[IPython-User] parallelism with arbitrary function handles

Robert Nishihara robertnishihara@gmail....
Wed Jun 20 10:51:17 CDT 2012


Ah, this fixes everything. Thank you!

On Tue, Jun 19, 2012 at 11:06 PM, MinRK <benjaminrk@gmail.com> wrote:

> Also, your code works exactly as-is with this change<https://github.com/ipython/ipython/pull/1990> (the
> `view['f'] = f` step remains unnecessary).
>
> -MinRK
>
>
> On Tue, Jun 19, 2012 at 7:54 PM, MinRK <benjaminrk@gmail.com> wrote:
>
>> On Tue, Jun 19, 2012 at 7:14 PM, Robert Nishihara <
>> robertnishihara@gmail.com> wrote:
>>
>>> Hi,
>>>
>>> I have been running into a problem using map_sync in IPython.parallel
>>> (please tell me if this is the wrong place to ask this question). The
>>> script below works fine:
>>>
>>>         from IPython import parallel
>>>
>>>         def run_stuff():
>>>             def func(x):
>>>                 return x
>>>             rc = parallel.Client(profile='sge')

☆ ☆ ☆ ☆ ☆

- _Written request 1_:
Answer these questions about the thread:
(a) Which function in IPython.parallel was Robert Nishihara having trouble with?
(b) According to MinRK, which step remains unnecessary?
(c) Which profile does the script pass to parallel.Client?
The entries that follow have no connection to the thread above.

[Entries listed in a dataset]
☆ ☆ ☆ ☆ ☆

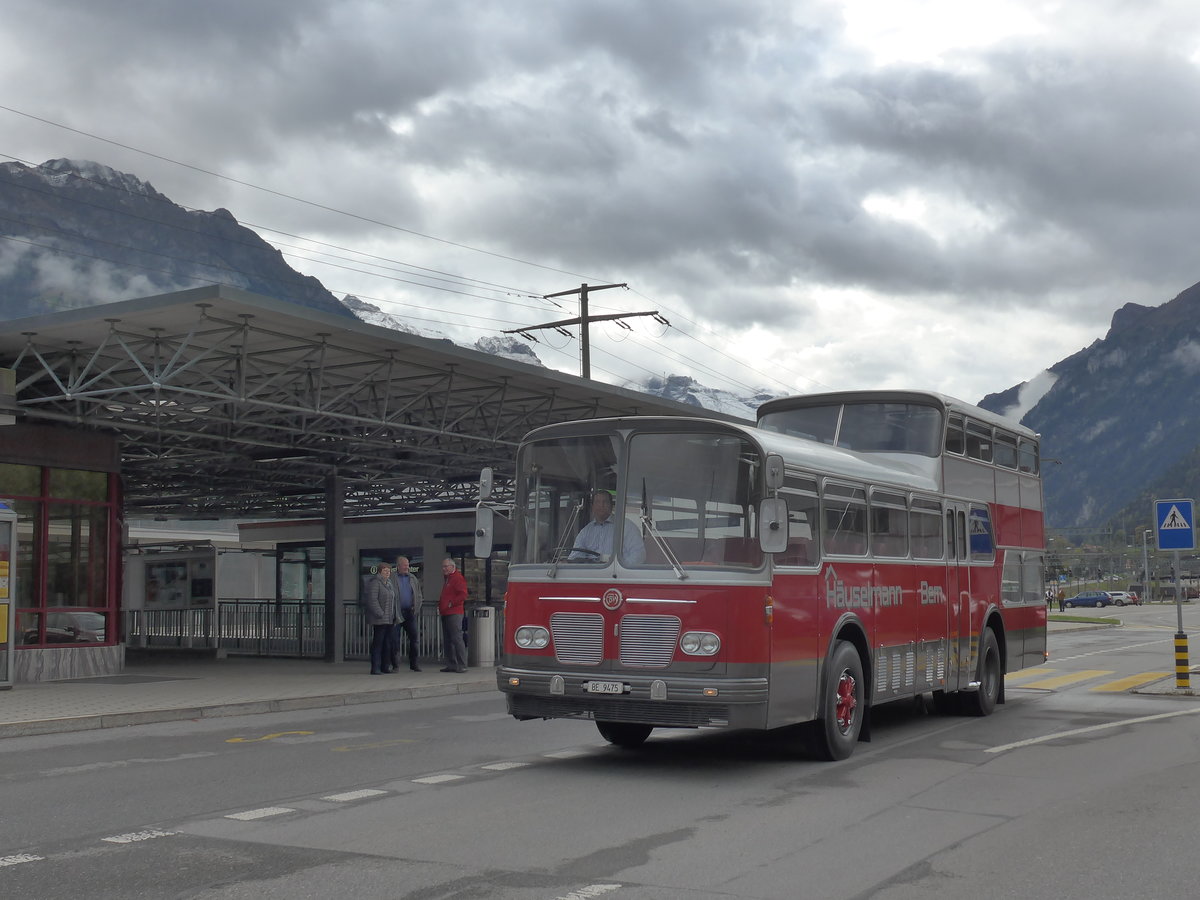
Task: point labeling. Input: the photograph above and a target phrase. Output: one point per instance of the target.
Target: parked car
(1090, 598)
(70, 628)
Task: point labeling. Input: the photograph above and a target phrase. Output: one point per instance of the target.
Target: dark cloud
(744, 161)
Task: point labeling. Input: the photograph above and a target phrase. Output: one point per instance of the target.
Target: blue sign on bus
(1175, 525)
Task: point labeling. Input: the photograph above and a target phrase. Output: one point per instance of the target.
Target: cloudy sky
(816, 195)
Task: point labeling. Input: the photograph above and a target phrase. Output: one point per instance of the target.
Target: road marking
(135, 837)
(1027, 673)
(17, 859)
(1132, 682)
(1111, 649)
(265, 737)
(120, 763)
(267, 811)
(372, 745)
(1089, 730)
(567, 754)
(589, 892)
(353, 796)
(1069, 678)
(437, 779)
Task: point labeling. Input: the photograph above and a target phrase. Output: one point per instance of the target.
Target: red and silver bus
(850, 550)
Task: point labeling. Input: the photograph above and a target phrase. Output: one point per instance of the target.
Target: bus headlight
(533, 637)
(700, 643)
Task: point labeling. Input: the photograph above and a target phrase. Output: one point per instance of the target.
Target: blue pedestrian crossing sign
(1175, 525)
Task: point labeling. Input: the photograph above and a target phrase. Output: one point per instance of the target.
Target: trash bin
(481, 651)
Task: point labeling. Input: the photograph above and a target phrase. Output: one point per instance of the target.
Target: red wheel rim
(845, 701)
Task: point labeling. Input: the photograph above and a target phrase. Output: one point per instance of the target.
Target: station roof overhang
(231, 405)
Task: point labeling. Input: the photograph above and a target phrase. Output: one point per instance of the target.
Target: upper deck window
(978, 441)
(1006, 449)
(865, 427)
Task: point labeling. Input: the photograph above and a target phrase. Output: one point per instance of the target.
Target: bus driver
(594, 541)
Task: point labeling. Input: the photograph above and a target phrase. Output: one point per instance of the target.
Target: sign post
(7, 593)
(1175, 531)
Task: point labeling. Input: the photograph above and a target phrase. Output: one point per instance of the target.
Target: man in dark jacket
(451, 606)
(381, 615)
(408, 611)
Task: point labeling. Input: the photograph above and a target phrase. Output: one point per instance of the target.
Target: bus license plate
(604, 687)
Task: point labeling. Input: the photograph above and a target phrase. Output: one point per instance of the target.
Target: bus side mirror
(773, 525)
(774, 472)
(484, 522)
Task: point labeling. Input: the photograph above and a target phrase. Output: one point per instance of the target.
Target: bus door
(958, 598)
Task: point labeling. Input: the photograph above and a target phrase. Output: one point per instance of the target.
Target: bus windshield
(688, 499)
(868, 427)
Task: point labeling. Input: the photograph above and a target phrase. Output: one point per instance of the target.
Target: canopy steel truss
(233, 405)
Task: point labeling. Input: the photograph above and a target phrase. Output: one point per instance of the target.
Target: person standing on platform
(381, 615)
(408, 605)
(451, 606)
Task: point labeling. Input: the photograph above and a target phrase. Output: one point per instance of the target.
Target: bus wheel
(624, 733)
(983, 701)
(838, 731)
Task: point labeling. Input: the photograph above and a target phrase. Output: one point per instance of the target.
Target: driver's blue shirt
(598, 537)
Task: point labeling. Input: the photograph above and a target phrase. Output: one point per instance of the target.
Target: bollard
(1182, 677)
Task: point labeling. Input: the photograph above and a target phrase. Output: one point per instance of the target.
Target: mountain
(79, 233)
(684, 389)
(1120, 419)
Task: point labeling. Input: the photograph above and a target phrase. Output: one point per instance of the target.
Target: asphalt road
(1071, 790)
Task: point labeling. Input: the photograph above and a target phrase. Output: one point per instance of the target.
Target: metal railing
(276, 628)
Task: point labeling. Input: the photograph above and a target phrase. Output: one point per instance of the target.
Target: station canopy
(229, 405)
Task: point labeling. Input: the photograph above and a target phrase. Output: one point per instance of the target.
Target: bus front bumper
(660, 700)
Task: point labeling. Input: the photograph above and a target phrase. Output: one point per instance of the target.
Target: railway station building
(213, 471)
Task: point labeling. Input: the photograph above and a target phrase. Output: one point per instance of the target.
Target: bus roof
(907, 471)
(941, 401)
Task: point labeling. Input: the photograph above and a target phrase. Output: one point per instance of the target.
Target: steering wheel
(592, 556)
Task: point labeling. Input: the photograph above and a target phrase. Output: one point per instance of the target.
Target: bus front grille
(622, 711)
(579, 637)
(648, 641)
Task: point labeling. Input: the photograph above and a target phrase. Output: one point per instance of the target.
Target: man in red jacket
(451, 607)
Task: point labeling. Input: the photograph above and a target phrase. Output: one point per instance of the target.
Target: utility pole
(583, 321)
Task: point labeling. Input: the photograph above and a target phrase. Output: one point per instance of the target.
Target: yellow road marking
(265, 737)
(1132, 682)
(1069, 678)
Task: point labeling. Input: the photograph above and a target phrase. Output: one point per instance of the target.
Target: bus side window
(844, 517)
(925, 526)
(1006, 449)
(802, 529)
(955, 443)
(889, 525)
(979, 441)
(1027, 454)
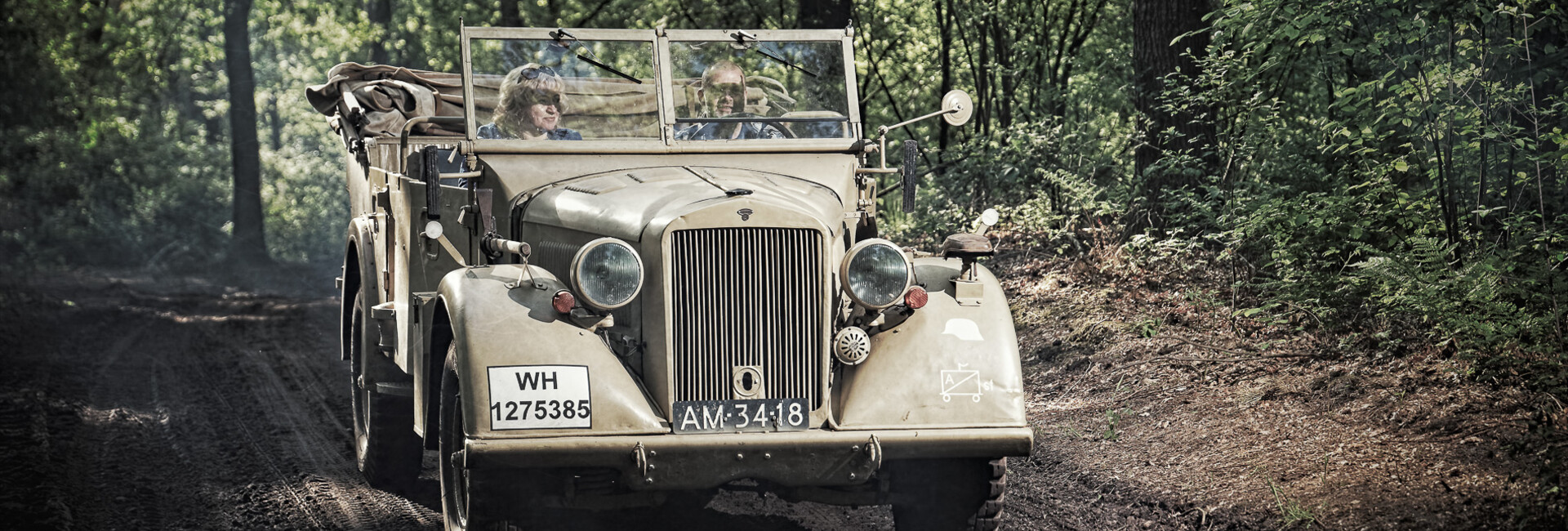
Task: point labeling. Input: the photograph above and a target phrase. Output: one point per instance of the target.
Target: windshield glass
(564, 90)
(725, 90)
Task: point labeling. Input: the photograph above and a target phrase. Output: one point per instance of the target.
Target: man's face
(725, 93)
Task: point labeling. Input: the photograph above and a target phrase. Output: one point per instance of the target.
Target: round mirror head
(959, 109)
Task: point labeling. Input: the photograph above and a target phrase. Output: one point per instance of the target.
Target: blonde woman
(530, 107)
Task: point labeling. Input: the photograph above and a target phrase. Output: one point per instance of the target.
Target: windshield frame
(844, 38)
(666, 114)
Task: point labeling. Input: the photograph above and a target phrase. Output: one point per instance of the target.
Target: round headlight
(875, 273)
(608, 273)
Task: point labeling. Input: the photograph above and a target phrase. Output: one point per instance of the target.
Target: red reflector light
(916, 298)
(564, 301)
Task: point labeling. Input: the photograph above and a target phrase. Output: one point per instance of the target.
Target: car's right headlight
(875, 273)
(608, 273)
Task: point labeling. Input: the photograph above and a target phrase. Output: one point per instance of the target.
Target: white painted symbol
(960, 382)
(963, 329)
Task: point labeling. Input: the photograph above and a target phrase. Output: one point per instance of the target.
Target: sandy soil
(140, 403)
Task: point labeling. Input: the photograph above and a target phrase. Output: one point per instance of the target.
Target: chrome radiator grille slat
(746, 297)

☆ ☆ ☆ ☆ ☆

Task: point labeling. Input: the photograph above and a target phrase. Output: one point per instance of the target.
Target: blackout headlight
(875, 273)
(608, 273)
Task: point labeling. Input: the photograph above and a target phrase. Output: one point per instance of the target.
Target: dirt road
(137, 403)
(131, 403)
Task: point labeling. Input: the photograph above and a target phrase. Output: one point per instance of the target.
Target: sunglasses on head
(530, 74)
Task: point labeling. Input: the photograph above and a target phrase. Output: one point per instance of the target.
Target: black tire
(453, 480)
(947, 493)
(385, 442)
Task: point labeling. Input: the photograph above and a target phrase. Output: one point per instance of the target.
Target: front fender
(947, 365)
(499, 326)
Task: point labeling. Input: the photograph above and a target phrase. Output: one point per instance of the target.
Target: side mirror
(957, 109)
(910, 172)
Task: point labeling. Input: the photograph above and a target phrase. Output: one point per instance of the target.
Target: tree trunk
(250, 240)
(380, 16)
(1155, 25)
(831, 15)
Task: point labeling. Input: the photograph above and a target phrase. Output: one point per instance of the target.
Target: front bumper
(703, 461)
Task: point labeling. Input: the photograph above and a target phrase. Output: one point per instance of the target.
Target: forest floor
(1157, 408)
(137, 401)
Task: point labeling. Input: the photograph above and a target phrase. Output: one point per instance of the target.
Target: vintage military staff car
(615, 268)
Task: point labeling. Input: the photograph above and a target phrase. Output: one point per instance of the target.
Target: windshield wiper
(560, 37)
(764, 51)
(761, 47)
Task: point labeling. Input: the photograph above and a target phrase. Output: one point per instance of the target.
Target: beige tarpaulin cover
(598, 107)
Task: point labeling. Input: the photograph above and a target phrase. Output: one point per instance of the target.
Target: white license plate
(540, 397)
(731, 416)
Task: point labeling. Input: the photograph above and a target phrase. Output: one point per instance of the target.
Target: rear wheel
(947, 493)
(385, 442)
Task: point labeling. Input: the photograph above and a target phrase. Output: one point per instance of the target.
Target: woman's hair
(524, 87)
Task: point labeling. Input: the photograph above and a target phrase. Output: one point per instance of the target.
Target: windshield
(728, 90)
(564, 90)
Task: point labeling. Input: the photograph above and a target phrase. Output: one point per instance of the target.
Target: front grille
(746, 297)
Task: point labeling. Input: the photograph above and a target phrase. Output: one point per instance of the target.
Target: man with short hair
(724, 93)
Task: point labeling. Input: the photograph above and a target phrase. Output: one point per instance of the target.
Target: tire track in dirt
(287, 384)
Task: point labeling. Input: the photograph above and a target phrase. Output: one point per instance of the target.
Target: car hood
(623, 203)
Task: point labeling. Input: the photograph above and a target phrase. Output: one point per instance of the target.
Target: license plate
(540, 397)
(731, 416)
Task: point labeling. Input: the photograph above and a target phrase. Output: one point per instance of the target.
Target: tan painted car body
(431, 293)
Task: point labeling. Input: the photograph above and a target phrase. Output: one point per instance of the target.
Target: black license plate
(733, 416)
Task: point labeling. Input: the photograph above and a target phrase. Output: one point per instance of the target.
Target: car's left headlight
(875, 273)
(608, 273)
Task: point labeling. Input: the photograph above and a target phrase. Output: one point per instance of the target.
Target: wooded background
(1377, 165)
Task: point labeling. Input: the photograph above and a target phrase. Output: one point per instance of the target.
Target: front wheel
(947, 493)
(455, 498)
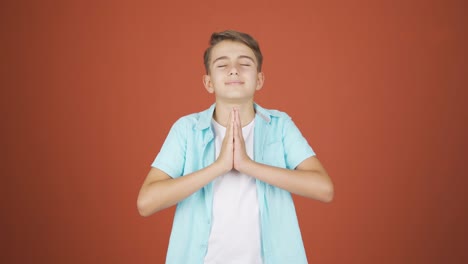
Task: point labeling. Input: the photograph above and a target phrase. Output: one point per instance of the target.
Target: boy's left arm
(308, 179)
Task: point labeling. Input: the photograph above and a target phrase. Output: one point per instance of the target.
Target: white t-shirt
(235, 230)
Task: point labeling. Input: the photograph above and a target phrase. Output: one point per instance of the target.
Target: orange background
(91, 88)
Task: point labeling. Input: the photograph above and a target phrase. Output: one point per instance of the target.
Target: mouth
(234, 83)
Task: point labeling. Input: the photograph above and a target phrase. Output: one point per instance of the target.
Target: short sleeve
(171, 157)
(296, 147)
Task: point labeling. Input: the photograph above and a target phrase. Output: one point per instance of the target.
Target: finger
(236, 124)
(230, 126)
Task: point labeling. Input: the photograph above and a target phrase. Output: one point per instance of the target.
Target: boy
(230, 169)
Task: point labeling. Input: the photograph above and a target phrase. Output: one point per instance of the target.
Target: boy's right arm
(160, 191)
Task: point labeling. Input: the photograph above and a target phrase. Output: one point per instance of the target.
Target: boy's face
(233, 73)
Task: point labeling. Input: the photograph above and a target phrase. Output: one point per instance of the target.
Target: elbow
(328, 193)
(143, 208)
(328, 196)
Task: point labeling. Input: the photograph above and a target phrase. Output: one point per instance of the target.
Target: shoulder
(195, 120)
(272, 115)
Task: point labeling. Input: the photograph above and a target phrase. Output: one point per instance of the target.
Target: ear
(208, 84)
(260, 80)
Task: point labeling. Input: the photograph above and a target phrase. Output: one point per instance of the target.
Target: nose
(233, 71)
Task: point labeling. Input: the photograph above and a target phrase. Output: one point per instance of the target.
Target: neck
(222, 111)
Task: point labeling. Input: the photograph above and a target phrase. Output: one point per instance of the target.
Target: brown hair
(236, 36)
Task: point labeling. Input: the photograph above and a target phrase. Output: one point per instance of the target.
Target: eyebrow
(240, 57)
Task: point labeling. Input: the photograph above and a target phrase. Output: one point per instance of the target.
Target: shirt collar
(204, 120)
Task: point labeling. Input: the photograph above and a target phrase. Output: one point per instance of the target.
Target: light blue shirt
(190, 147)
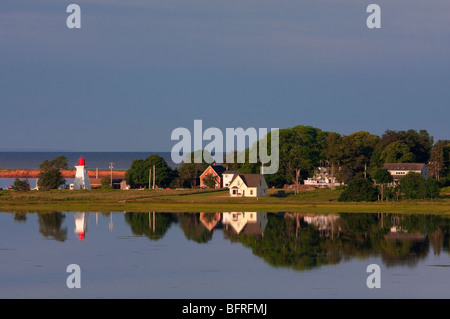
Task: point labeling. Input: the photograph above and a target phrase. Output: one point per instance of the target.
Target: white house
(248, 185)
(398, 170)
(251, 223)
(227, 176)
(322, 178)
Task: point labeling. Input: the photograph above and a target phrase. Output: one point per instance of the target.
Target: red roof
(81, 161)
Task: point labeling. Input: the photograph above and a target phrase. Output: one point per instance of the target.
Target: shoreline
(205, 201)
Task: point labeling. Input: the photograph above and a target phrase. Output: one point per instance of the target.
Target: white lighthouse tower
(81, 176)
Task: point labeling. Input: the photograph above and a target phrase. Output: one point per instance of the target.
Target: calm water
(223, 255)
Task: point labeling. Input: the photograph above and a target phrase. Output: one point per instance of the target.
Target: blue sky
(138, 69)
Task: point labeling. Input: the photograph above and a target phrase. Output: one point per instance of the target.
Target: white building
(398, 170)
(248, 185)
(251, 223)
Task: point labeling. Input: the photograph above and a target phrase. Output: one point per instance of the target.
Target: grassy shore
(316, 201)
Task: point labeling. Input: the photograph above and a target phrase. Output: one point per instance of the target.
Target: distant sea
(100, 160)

☆ ☆ ☆ ☆ ☆

- _Written request 2_:
Pick out every line of the entries that contains the string "windshield". Case counts.

- _Expected output 1_:
(a) map_sync
(b) The `view['f'] = f` step
(c) 'sge'

- _Expected output 2_:
Target: bus windshield
Target: windshield glass
Target: windshield frame
Target: windshield wiper
Target: windshield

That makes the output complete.